** EXTRAIT FOURNI **
PAUL SÉJOURNÉ (1851-1939)

LIGNE BORT LES-ORGUES - NEUSSARGUES • VIADUC DE BARAJOL (1902-1907)
LIGNE BORT LES-ORGUES - NEUSSARGUES • PAUL SÉJOURNÉ, INGÉNIEUR EN CHEF
VIADUC DE BARAJOL (OU DE LUNE-SÈCHE) : LONGUEUR 317 M, RAMPE DE 23.6 ‰, HAUTEUR MAXIMALE DE 57 M,
12 ARCHES DE 20 M D'OUVERTURE, COURBE DE 300 M DE RAYON
CONSTRUIT DE 1902 À 1907
MONUMENT HISTORIQUE : INSCRIPTION DU 28 DÉCEMBRE 1984
RIOM-ÈS-MONTAGNES (15) • 45° 18' 13.8" N, 02° 41' 38.6" E

du 1er mars 1939

UN GRAND CONSTRUCTEUR
M. Séjourné
par M. MARTINET,
Ingénieur en Chef,
Attaché à la Direction de l'Exploitation de la Région du Sud-Est de la S.N.C.F.

** ENREGISTREMENTS FOURNIS **
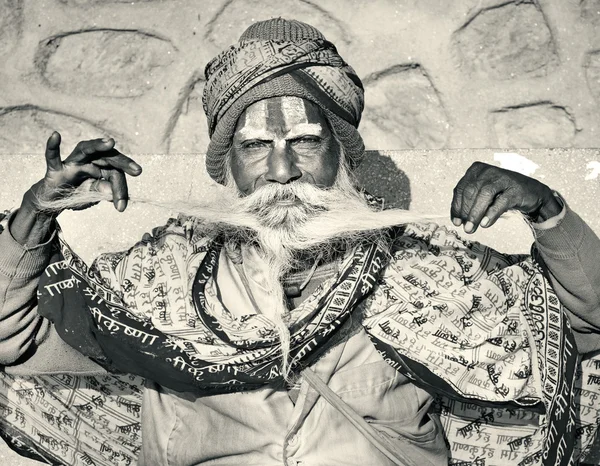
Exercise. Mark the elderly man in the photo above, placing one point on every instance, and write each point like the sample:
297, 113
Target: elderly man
294, 322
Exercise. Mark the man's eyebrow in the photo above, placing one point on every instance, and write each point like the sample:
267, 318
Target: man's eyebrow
315, 129
255, 133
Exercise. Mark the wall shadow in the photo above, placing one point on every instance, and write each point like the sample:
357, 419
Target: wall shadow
380, 176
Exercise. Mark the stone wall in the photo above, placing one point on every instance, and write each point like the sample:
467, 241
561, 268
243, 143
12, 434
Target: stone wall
438, 74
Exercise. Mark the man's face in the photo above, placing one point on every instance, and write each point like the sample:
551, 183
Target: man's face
281, 140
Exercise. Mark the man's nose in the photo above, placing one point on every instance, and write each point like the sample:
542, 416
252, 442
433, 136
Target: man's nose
281, 165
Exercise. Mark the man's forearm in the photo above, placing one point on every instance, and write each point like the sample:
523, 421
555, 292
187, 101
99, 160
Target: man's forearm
571, 253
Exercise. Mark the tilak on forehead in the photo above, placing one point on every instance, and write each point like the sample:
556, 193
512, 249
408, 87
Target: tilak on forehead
281, 58
289, 116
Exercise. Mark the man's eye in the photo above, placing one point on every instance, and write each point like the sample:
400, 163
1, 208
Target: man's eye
307, 140
253, 144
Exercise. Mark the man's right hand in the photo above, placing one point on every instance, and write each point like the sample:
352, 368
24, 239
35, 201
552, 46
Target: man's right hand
95, 162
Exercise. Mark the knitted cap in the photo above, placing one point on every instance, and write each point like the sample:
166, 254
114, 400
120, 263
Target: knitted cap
292, 83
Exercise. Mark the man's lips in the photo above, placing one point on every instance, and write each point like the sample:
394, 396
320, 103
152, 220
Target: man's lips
289, 202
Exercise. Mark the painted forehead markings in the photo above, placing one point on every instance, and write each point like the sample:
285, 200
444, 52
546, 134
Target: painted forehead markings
255, 119
294, 111
264, 118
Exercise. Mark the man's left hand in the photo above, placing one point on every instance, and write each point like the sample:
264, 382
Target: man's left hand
485, 192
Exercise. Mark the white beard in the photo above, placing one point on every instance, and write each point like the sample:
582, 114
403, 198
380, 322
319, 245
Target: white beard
291, 225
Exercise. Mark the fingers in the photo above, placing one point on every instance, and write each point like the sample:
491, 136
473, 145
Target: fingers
120, 162
52, 153
119, 188
102, 153
479, 205
86, 151
501, 204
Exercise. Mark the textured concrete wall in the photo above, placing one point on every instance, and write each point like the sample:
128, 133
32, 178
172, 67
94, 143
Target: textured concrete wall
421, 180
438, 74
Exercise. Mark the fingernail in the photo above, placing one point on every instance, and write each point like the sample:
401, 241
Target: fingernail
135, 167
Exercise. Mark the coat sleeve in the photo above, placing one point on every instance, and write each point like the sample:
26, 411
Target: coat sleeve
28, 342
569, 251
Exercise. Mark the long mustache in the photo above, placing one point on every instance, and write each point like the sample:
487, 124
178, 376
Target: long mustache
339, 221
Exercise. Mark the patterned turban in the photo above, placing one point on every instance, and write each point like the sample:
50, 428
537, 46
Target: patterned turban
276, 58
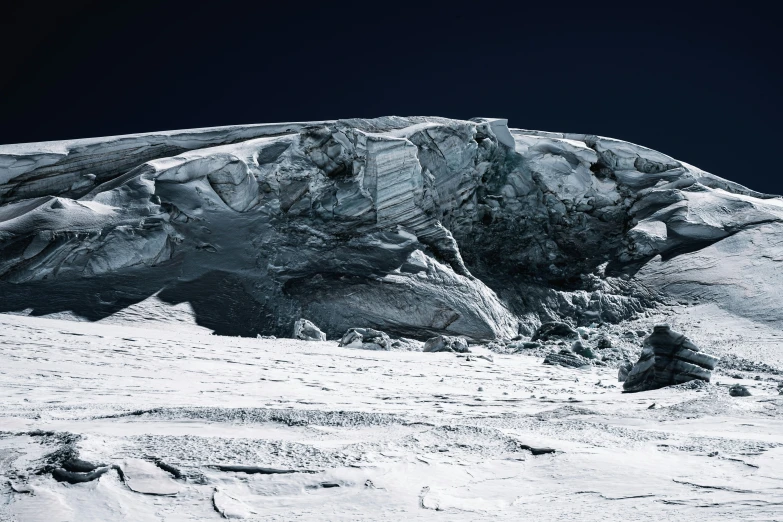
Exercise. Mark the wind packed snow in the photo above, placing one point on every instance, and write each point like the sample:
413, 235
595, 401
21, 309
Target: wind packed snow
385, 319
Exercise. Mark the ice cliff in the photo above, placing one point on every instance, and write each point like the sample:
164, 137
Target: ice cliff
413, 226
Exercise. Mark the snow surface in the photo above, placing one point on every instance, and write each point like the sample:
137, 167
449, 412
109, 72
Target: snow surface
367, 435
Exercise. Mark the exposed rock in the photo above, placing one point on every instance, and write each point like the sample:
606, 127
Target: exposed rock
623, 371
603, 342
668, 358
523, 345
738, 390
445, 343
412, 226
367, 339
553, 331
566, 358
579, 348
306, 331
75, 477
407, 345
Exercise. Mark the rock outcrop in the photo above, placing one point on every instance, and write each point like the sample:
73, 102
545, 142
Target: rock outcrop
668, 358
445, 343
367, 339
305, 330
413, 226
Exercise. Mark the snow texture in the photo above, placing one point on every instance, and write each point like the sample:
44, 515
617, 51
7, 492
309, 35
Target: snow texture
166, 300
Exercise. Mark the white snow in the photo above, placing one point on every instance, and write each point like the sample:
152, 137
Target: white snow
374, 435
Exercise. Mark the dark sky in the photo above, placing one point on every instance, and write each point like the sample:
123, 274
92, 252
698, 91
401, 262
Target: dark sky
701, 84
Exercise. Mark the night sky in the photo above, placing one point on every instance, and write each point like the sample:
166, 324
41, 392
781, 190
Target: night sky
702, 84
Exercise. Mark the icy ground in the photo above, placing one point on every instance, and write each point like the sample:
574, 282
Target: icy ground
375, 435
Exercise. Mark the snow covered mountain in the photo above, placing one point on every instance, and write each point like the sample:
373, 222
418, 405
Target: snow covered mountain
414, 226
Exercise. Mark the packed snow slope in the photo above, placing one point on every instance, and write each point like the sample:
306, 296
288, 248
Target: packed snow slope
187, 426
414, 226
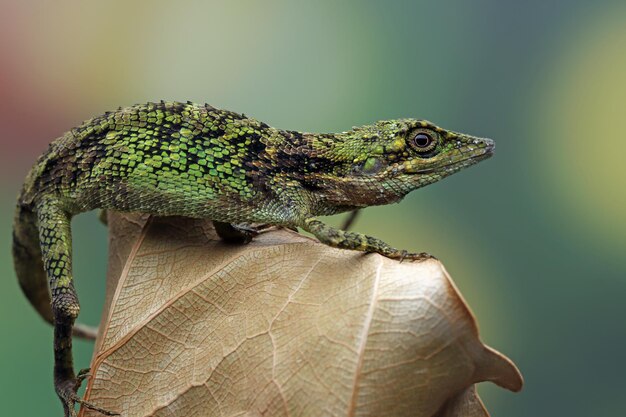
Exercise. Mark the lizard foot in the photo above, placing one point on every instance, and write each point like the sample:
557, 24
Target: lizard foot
238, 233
404, 255
67, 392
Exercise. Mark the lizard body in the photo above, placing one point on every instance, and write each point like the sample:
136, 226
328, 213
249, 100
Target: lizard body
194, 160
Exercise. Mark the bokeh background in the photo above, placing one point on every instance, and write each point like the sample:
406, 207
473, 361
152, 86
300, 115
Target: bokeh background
535, 238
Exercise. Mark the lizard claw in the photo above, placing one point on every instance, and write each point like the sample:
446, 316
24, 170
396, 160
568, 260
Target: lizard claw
419, 257
67, 392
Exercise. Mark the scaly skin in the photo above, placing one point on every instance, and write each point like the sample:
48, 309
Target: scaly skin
197, 161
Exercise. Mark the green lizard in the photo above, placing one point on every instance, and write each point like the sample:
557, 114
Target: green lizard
194, 160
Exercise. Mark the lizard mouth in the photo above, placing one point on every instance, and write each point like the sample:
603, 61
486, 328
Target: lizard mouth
477, 154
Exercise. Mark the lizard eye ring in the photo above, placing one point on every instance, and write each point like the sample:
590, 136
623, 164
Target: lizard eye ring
424, 141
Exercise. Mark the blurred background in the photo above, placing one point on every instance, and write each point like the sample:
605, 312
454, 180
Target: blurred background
535, 238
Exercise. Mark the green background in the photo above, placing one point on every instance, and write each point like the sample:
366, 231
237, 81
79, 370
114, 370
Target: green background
535, 238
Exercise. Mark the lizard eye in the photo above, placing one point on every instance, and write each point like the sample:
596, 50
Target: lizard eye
424, 141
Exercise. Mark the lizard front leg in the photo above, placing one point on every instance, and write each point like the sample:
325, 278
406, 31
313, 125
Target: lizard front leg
56, 247
357, 241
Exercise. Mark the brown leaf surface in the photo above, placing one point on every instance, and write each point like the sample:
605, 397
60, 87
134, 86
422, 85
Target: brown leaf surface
284, 326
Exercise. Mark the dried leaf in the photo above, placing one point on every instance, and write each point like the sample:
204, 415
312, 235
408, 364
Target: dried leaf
284, 326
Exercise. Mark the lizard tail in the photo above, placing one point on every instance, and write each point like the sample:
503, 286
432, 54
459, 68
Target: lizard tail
30, 270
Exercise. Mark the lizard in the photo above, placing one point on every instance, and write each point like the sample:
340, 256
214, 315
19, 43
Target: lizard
186, 159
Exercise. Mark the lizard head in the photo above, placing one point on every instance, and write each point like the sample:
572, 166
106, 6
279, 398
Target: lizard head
382, 162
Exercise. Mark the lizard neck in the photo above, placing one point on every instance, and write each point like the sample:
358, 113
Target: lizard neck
326, 166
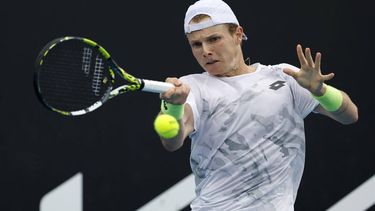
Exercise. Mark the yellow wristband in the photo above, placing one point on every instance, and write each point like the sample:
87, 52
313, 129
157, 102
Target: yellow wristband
177, 111
331, 100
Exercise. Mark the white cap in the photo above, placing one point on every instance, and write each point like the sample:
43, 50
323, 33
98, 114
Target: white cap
218, 10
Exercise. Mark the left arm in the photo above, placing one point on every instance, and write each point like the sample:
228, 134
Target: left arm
311, 78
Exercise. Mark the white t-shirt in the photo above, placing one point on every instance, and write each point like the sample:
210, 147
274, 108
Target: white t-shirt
248, 146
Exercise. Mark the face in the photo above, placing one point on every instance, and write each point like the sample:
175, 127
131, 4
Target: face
216, 50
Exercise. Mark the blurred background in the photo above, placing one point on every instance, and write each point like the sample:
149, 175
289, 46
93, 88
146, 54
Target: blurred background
122, 161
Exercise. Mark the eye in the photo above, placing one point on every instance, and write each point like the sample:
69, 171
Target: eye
213, 39
196, 44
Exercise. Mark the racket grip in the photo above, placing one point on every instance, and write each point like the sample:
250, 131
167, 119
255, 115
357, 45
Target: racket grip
156, 86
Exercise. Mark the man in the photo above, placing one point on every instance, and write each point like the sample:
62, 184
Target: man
245, 121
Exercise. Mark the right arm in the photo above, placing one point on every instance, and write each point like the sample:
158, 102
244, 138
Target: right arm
178, 96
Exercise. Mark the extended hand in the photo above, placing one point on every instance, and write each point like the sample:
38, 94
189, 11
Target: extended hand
309, 76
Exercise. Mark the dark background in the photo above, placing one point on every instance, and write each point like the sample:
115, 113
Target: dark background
115, 147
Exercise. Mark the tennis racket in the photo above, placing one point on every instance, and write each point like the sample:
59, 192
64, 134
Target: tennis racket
75, 76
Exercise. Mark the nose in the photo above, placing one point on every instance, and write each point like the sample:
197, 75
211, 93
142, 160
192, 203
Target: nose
206, 50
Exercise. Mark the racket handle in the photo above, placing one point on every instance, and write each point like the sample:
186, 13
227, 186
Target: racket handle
156, 86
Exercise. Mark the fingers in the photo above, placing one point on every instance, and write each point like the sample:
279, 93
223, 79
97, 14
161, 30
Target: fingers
318, 58
290, 72
301, 56
310, 60
328, 76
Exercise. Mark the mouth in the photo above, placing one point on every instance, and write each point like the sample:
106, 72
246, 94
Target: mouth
212, 62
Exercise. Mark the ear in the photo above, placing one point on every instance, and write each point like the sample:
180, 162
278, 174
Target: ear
238, 34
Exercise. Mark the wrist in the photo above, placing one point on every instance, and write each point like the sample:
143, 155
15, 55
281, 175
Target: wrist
175, 110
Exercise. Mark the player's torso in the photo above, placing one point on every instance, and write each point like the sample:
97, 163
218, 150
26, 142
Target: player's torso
248, 137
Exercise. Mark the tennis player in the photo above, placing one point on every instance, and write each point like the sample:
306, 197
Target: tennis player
246, 121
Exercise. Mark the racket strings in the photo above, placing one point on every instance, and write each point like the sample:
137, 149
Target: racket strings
73, 77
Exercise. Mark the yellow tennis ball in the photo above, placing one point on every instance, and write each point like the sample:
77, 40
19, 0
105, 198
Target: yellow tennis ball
166, 126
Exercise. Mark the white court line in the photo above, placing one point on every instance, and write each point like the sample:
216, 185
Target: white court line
66, 197
360, 199
175, 198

** LISTE DES TÂCHES **
1) Dans l'extrait sur le viaduc de Barajol, combien d'arches compte l'ouvrage et quelle est leur ouverture ?
2) Résumez en deux phrases l'extrait consacré au viaduc de Barajol.
Répondez en vous fondant uniquement sur l'extrait.

** RÉPONSES PAR TÂCHE **
1) Le viaduc compte 12 arches de 20 m d'ouverture.

2) Le viaduc de Barajol, ou de Lune-Sèche, situé à Riom-ès-Montagnes sur la ligne Bort-les-Orgues – Neussargues, a été construit de 1902 à 1907 sous la direction de Paul Séjourné, ingénieur en chef. Long de 317 m et haut de 57 m au maximum, il compte 12 arches de 20 m et est inscrit aux monuments historiques depuis le 28 décembre 1984.